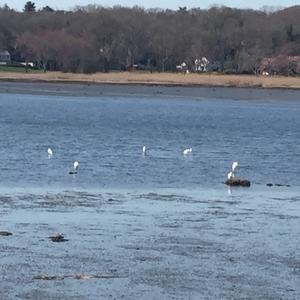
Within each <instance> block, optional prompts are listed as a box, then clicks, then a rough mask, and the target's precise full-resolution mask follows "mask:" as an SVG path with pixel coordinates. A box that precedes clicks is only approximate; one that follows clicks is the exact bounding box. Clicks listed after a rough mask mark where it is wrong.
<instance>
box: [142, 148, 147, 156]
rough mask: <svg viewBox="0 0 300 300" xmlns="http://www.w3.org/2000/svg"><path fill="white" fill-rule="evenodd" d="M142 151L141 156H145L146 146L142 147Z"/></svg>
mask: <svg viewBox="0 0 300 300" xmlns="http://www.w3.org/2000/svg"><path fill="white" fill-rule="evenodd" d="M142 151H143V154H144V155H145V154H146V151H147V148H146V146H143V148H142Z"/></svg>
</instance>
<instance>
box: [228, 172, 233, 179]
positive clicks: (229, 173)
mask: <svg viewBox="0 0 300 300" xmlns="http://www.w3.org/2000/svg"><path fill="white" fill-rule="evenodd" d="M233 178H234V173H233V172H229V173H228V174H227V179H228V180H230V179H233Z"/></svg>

* * *

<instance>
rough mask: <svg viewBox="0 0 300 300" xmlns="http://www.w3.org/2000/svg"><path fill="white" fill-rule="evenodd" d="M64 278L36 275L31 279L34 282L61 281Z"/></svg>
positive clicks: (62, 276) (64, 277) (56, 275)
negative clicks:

TASK INSTRUCTIONS: Where the line holding "Within each <instance>" appears in the listing above, start reproducing exactly, and end with the line holding "box: [142, 148, 147, 156]".

RESPONSE:
Within each <instance> block, optional prompts are listed as a box, then clicks, then a rough mask, and the target's precise full-resolution mask follows "mask:" as an SVG path with pixel coordinates. A box that precedes clicks is only approximate; one that follows clicks is the exact bounding box. Clicks listed after a rough mask mark where it is wrong.
<instance>
box: [142, 148, 147, 156]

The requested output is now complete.